┌────────

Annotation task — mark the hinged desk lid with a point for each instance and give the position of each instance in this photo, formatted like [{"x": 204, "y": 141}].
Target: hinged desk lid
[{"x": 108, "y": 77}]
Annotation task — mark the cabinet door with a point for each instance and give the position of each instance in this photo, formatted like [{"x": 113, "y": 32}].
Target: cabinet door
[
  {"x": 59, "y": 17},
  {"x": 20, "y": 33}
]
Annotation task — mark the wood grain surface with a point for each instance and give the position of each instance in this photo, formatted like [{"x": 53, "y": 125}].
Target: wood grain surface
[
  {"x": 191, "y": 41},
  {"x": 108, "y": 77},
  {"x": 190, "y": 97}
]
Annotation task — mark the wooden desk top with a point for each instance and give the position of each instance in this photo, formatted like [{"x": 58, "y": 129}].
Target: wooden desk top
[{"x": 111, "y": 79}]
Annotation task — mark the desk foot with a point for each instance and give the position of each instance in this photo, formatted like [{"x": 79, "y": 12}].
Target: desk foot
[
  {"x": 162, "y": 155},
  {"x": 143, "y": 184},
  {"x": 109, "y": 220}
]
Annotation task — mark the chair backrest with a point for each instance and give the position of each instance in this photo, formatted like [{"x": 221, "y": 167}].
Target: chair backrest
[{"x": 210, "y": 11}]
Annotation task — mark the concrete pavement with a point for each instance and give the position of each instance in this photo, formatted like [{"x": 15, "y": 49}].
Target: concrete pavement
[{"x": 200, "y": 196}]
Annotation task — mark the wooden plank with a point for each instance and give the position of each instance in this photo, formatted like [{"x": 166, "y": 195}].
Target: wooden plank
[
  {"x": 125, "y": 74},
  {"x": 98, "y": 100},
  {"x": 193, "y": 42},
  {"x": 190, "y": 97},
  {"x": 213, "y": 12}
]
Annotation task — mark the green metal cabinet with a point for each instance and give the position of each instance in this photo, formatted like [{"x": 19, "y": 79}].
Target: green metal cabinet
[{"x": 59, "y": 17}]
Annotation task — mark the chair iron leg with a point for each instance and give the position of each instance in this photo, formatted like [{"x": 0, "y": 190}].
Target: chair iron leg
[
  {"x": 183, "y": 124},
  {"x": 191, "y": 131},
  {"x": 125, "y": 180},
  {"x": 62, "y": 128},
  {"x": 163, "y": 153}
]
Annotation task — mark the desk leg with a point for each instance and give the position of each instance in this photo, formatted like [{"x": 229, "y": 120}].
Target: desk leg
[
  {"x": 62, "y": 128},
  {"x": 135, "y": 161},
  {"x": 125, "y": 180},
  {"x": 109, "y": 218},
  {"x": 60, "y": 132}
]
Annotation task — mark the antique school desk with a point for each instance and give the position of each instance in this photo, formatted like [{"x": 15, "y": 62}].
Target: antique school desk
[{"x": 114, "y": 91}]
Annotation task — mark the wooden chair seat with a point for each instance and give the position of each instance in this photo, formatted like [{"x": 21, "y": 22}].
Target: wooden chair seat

└────────

Rewrite every line of the records, requests included, from the line with "Annotation task — mark the desk leg" through the end, with each x and y coordinate in the answers multiplied by 1.05 and rounded to a whole number (halves up), leaving the format samples inside the requests unchanged. Give only these lines.

# Result:
Annotation task — mark the desk leg with a point for each instance and give the position of each instance in this photo, formatted like [{"x": 229, "y": 120}].
Target: desk leg
[
  {"x": 65, "y": 134},
  {"x": 142, "y": 169},
  {"x": 131, "y": 189},
  {"x": 114, "y": 229},
  {"x": 63, "y": 139}
]
Annotation task — mark the antique school desk with a point for each instance and give the position of each instance in this photo, formatted like [{"x": 15, "y": 62}].
Target: antique school desk
[{"x": 120, "y": 96}]
Annotation task — mark the wooden chair seat with a point for each instance and give the position of each instance in this photo, formatted like [{"x": 21, "y": 22}].
Target: wooden chair seat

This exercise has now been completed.